Direction =>
Every line must be returned precisely as it is written.

Extracted records =>

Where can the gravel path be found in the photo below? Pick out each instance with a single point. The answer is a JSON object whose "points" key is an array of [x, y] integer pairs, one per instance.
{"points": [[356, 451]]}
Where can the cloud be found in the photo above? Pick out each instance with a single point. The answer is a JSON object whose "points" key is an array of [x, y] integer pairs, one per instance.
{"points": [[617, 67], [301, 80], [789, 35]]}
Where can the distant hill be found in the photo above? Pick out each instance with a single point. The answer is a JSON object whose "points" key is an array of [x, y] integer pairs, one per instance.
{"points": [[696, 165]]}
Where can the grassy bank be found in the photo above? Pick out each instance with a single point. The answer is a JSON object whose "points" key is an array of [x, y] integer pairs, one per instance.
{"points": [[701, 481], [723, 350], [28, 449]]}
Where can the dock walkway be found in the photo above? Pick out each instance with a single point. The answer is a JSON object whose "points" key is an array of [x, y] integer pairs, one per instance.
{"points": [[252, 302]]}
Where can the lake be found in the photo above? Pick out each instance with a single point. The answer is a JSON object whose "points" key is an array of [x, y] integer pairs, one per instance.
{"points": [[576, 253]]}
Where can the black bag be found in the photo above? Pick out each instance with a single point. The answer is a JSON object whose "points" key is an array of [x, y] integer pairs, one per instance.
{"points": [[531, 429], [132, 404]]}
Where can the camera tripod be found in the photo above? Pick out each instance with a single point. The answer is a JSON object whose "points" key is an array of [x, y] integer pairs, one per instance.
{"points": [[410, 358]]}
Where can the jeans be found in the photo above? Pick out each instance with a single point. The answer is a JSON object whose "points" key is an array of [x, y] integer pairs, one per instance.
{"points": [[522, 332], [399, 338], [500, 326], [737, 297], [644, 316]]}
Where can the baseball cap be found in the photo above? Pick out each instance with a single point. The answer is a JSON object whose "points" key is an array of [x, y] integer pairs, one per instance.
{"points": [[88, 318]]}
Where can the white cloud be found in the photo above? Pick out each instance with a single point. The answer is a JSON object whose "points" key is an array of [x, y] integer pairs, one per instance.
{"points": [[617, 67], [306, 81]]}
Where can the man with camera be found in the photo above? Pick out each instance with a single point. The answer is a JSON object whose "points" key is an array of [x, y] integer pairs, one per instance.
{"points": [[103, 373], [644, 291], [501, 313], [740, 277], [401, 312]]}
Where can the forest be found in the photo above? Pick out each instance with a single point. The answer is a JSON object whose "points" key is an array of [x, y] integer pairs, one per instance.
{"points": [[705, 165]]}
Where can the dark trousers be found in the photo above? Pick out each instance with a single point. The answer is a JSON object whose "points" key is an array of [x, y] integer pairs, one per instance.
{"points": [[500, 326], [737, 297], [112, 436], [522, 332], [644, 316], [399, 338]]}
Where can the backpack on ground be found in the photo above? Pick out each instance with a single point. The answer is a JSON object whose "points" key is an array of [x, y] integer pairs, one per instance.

Answer to the problem =>
Where can the gravel path be found in the photo below? Pick out each instance with a single point. The answer is a JSON object whose "points" key is an array of [x, y] integer pairs, one per instance.
{"points": [[356, 451]]}
Where can the cloud be found in the photo above? Pick out each instance with a single point. The answer is a JSON object whose "points" key is an array of [x, y] integer pairs, one per instance.
{"points": [[617, 67], [301, 80], [789, 35]]}
Where can the distant hill be found in the photo above? Pick out each instance with a single point. The answer is a JSON object whose "points" key is an array of [x, y] integer pairs, one per instance.
{"points": [[696, 165]]}
Where can the grassy bank be found in the photo above? Pick out each instance with a single point. The answer is a JSON object whose "points" key is an array of [x, y] integer pairs, one per instance.
{"points": [[701, 481], [723, 350], [28, 449]]}
Where can the dock walkway be found in the photo above? Pick out each instance with a single point. The answer is a JSON object whose "points" key is an array of [x, y] integer pairs, one per instance.
{"points": [[252, 302]]}
Where can the lake be found in the photo above? Pick out each instance with a single point. The answer is a JSON object whose "points" key is an array of [x, y] integer pairs, one per instance.
{"points": [[576, 253]]}
Where can the black bag be found in the photo above? Pick out each instance with a single point. The answer is a JSON object whose "points" key is an array of [x, y] integer pairs, one per instance.
{"points": [[531, 429], [132, 404]]}
Where can the camera tripod be found in the photo above? Pick out each instance with a single point. The answer is a JSON object whose "points" key is an array of [x, y] integer pairs, one per instance.
{"points": [[410, 358]]}
Where can the jeans be found in the photo above? Pick out each instance with a single point. The answer is a JSON object whose "points" key is an array of [x, y] integer pairs, one per instance.
{"points": [[522, 332], [399, 338], [500, 326], [737, 297], [644, 316]]}
Where can the baseball cap be found in the photo above? Pick out each instance with a single point. The answer is a JSON object whose "points" key is an array of [x, y] integer pairs, one per instance.
{"points": [[88, 318]]}
Where can the white cloud be found in the photo above? Pick out each instance with a single point. The answer is a JSON object whose "points" key is an array of [x, y] integer pairs, one per instance.
{"points": [[617, 67], [306, 81]]}
Where can the man with camera be found in the photo above? Pick out each instance with a single point. The answer is a JSON object whose "points" key is an array of [x, y] integer pairs, one per instance.
{"points": [[103, 373], [644, 291], [501, 313], [740, 277], [401, 312]]}
Where can the forest be found in the photo above? Pick out each instance with a single point. The answer is a JSON object whose "points" key is an array of [x, y] integer pairs, one per instance.
{"points": [[705, 165]]}
Where can the dark trousers be found in the photo above? Pick out each instance with a single point. The answer is a JSON object whose "points" key is an array of [x, y] integer pairs, one per instance.
{"points": [[500, 326], [737, 297], [112, 436], [522, 332], [644, 316], [399, 338]]}
Where can the backpack on ground be found in the photo above? Pick out each instance with a single point. The answer is a JSON object whose "points" key is an array of [x, y] integer pairs, one per instance.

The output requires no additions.